**TEXT BLOCK:**
<<<<
WFU biologist publishes new research on Nazca boobies

Perched on a plastic chair overlooking a colony of Nazca boobies in the Galápagos Islands, researcher David Anderson carefully studied the seabirds.

Anderson, a research professor and professor of biology emeritus at Wake Forest University, was shocked to discover that female Nazca boobies had hundreds of conspicuous sexual liaisons with multiple males. And, their promiscuity did not ruffle the feathers of their eventual nesting partners. 

The findings, detailed in the new research study in PLOS One, “Female sexual agency and frequent extra-pair copulations, but no extra-pair paternity, in Nazca boobies,” are challenging long-held understandings of sexual power dynamics in the bird world. 

His study produced possibly the first-known evidence of female birds showing complete sexual control aside from lek-mating species; in leks, males perform elaborate courtship rituals to attract females, and females shop openly among those males.

The findings counter the view of seabirds as “models of monogamy” that has long influenced scientific understanding of avian social structures. 

“Many seabird species have long-term pair bonds, and they have these extended courtship periods and shared parental care,” said Anderson, who has been studying seabirds like boobies and albatrosses for more than 40 years. “You don’t expect to see females just running back and forth trying to copulate with so many males. So yeah, that’s a huge surprise. This mating system has some similarity to the lek arrangement as far as females’ sexual agency.”
>>>>
In the article on the Nazca booby research, where was the new study published?

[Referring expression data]
<<<<
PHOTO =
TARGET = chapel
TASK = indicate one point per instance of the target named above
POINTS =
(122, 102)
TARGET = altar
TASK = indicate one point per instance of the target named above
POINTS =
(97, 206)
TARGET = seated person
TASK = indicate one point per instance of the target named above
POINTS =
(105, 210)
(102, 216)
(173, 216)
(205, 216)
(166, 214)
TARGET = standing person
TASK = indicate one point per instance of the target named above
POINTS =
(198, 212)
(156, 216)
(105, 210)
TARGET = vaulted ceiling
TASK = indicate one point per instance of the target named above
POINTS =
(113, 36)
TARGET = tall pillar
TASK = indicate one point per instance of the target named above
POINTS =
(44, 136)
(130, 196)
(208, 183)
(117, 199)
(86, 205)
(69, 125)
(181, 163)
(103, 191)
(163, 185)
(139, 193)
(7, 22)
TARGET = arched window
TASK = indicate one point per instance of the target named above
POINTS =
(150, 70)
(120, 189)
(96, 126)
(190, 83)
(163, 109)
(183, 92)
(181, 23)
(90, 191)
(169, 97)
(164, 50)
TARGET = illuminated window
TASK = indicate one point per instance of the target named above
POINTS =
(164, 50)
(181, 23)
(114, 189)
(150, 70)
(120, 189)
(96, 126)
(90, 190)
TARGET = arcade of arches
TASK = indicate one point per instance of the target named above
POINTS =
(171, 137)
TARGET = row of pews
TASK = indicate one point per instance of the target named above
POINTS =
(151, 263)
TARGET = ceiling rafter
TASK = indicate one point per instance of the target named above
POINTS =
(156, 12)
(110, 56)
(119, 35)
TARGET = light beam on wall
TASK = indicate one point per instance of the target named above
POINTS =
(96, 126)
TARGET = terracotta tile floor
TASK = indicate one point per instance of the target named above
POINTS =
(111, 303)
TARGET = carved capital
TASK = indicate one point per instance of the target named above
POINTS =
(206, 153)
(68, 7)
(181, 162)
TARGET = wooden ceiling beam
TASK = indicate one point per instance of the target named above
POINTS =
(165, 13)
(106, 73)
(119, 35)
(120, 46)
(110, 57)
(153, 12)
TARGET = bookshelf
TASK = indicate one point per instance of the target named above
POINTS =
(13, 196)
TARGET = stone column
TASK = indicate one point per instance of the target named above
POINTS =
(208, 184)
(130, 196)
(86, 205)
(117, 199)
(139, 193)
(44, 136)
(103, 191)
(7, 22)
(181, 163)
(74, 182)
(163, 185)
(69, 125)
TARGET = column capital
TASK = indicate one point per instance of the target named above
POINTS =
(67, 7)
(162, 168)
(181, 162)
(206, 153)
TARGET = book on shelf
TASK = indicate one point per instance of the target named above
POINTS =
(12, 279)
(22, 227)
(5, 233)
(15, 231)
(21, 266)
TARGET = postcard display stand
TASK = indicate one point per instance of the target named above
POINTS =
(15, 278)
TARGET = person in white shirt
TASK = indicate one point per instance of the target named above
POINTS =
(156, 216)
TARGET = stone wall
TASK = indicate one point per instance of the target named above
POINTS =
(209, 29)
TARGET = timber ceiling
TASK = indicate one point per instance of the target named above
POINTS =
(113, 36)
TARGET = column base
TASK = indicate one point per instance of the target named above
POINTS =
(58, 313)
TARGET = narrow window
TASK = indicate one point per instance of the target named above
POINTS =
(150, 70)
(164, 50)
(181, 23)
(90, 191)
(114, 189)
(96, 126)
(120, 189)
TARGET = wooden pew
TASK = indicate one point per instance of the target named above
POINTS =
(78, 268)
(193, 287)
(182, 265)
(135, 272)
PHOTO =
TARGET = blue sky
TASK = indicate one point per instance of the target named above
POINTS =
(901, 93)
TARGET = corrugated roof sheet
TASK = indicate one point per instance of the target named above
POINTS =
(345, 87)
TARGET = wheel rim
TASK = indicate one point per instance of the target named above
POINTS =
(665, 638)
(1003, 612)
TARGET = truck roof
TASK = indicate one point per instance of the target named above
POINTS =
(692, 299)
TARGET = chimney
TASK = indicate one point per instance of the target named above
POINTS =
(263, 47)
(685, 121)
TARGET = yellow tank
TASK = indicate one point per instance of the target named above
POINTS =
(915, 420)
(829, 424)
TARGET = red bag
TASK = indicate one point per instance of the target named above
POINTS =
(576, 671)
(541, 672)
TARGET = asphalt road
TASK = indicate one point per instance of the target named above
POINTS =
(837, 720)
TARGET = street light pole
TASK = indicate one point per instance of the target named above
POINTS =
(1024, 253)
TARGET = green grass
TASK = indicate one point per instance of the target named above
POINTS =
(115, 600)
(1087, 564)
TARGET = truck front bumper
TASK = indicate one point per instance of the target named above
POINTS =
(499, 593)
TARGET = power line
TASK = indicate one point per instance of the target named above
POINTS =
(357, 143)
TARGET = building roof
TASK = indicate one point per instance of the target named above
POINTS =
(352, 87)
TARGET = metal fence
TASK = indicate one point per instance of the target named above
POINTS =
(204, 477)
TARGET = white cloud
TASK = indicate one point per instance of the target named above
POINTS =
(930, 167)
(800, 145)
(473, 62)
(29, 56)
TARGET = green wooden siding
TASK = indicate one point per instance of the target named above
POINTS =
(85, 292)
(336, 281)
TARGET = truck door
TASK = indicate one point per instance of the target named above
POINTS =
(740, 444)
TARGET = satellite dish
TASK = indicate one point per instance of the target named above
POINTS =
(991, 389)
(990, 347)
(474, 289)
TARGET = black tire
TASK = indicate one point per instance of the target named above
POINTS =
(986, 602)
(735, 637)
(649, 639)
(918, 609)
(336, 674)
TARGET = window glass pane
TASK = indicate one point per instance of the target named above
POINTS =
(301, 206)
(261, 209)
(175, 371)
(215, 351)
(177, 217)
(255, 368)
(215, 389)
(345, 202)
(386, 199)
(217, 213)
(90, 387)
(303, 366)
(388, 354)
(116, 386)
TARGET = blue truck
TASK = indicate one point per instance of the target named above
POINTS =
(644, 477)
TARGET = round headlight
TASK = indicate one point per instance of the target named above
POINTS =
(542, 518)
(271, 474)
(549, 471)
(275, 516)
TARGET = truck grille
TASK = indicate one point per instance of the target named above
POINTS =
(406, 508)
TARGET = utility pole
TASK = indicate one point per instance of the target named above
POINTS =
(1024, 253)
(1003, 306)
>>>>
**YOUR SOLUTION:**
PLOS One